JAKARTA, HUMAS MKRI - Mahkamah Konstitusi (MK) kembali menggelar sidang kedua uji materiil Undang-Undang Nomor 12 Tahun 1969 tentang Pembentukan Provinsi Otonom Irian Barat dan Kabupaten-Kabupaten Otonom di Provinsi Irian Barat (UU Pembentukan Otonom Irba) pada Selasa (14/5/2019) di Ruang Sidang Panel MK. Sidang perkara yang teregistrasi Nomor 35/PUU-XVII/2019 ini dimohonkan 14 orang Pemohon yang terdiri atas beberapa Perwakilan Dewan Adat Papua, perseorangan warga negara serta Solidaritas Perempuan Papua dan Kemah Injil Gereja Masehi di Tanah Papua (Kingmi). Dalam sidang yang dipimpin oleh Hakim Konstitusi Suhartoyo dengan didampingi Hakim Konstitusi Arief Hidayat dan Saldi Isra, para Pemohon menyebutkan bahwa frasa “Menimbang” dan “Penjelasan Umum Paragraf 7 dan 8” UU Pembentukan Otonom Irba bertentangan dengan UUD 1945.
Melalui Muhammad Busyol Fuad selaku salah satu kuasa hukum menyampaikan perbaikan permohonan terkait kedudukan hukum para Pemohon. Pada beberapa putusan Mahkamah diketahui yang dapat memiliki kedudukan hukum terhadap pengujian undang-undang yang berkaitan dengan pembentukan daerah adalah kepala daerah. Akan tetapi dalam hal ini, jelas Busyol, setelah dilakukan analisis, kajian, dan telaah pada beberapa putusan MK yakni Putusan Nomor 63/PUU-XI/2013 tentang Uji Materi Undang-Undang Pembentukan Provinsi Jawa Tengah (terkait dengan pemekaran Surakarta dari Provinsi Jawa Tengah), Putusan Nomor 34/PUUXV/2017 perihal Pengujian Undang-Undang Nomor 23 Tahun 2014 tentang Pemerintah Daerah (adalah pembentukan Provinsi Madura).
“Bahwa dari hasil kajian tersebut, jika disandingkan dengan kedua putusan MK pengujian bagian konsideran menimbang Undang-Undang Nomor 12 Tahun 1969 yang dilakukan para Pemohon, sama sekali tidak berkaitan dengan pemekaran daerah dan sangat berbeda dengan permohonan pengujian undang-undang berkaitan dengan pemekaran daerah sebagaimana telah diputus oleh MK,” urai Busyol.
Bahwa pengujian ini, tambah Busyol, hanya mempersoalkan mengenai konstitusionalitas bagian menimbang Undang-Undang Nomor 12 Tahun 1969 yang didasarkan pada suatu pelaksanaan penentuan pendapat rakyat yang tidak demokratis dan melanggar sejumlah hak asasi manusia, khususnya orang asli Papua, baik ketika Pepera itu dilaksanakan hingga saat ini. Dengan demikian, baik Pemohon I hingga Pemohon XII sebagai Pemohon perorangan dan Pemohon XIII dan Pemohon XIV sebagai Pemohon badan hukum memiliki kedudukan hukum karena mengalami kerugian konstitusional terhadap pelaksanaan Pepera yang dijadikan dasar pembentukan Undang-Undang Nomor 12 Tahun 1969.

**Tujuan Tugas A:**
Kutip dari berita sidang uji materiil di atas seluruh bagian mulai dari "Melalui Muhammad Busyol" sampai ke "pembentukan Provinsi Madura).".
**Tujuan Tugas B:**
Lanjutkan berita sidang uji materiil di atas, dimulai tepat setelah kalimat terakhirnya.

**Segmen Data:**
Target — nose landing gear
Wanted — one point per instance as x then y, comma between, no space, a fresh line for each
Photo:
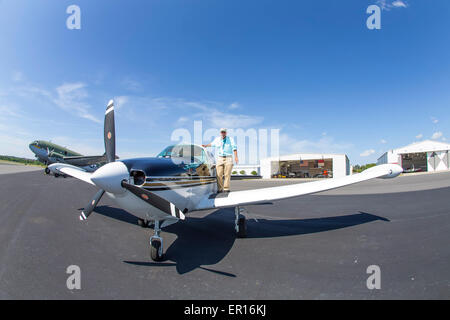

**Jawaban Latihan A:**
Melalui Muhammad Busyol Fuad selaku salah satu kuasa hukum menyampaikan perbaikan permohonan terkait kedudukan hukum para Pemohon. Pada beberapa putusan Mahkamah diketahui yang dapat memiliki kedudukan hukum terhadap pengujian undang-undang yang berkaitan dengan pembentukan daerah adalah kepala daerah. Akan tetapi dalam hal ini, jelas Busyol, setelah dilakukan analisis, kajian, dan telaah pada beberapa putusan MK yakni Putusan Nomor 63/PUU-XI/2013 tentang Uji Materi Undang-Undang Pembentukan Provinsi Jawa Tengah (terkait dengan pemekaran Surakarta dari Provinsi Jawa Tengah), Putusan Nomor 34/PUUXV/2017 perihal Pengujian Undang-Undang Nomor 23 Tahun 2014 tentang Pemerintah Daerah (adalah pembentukan Provinsi Madura).

**Jawaban Latihan B:**
Menguji Konstitusionalitas
Berikutnya Ratu Durotua Nafisah selaku kuasa hukum lainnya menyebutkan bahwa pihaknya tidak meminta Mahkamah untuk menguji Pepera terhadap New York Agreement, namun memohon Mahkamah untuk menguji konstitusionalitas bagian dari Undang-Undang Nomor 12 Tahun 1969 yang dasar pertimbangannya mengacu pada Pepera terhadap UUD 1945 yang melanggar hak-hak konstitusional para Pemohon. Oleh karena itu, batu uji yang digunakan bukan norma-norma di dalam New York Agreement, namun pasal-pasal di dalam konstitusi.
Di samping itu, lanjut Ratu, secara materiil Undang-Undang Nomor 12 Tahun 1969 berisi substansi yang bersifat normatif adresat yang dapat secara langsung ditujukan kepada setiap orang, dirancang, dan disetujui oleh DPR dan disahkan oleh Presiden. Oleh karena itu, Undang-Undang Nomor 12 Tahun 1969 memiliki karakter secara materiil sebagai undang-undang yang biasa diuji oleh Mahkamah. Mengacu pada Putusan MK Nomor 33/PUU-IX/2011 tentang Pengujian Konstitusionalitas Undang-Undang Pengesahan Ratifikasi Piagam ASEAN, tambah Ratu, Mahkamah berwenang mengadili konstitusionalitas Pasal 1 angka 5 dan Pasal 2 ayat (2) huruf n ASEAN Charter yang merupakan lampiran dan bagian yang tidak terpisahkan dari Undang-Undang Nomor 38 Tahun 2008.
“Putusan tersebut menggambarkan, selama yang dimohonkan secara formil adalah pengajuan konstitusionalitas undang-undang terhadap UUD 1945, maka substansi undang-undang yang mengacu pada perjanjian internasional tidak lantas menghalangi kewenangan Mahkamah untuk menguji,” jelas Ratu.
Sebelumnya para Pemohon menyebutkan bahwa dalam pelaksanaan dan keputusan Penentuan Pendapat Rakyat (Pepera) yang hanya diikuti sejumlah orang yang tergabung dalam Dewan Musyawarah Pepera, sebenarnya tidak sejalan dengan UUD 1945 utamanya Pasal 28E ayat (2), Pasal 28G ayat (1), dan Pasal 28I ayat (1) UUD 1945. Selain itu, UU Pembentukan Otonom Irba berakibat pada ketimpangan ratifikasi yang terdapat pada New York Agreement yang disepakati pada 15 Agustus 1962 antara Pemerintah Indonesia dan Kerajaan Belanda. Sehingga, sejarah integrasi Papua ke dalam NKRI telah menjadi sumber konflik utama di Papua.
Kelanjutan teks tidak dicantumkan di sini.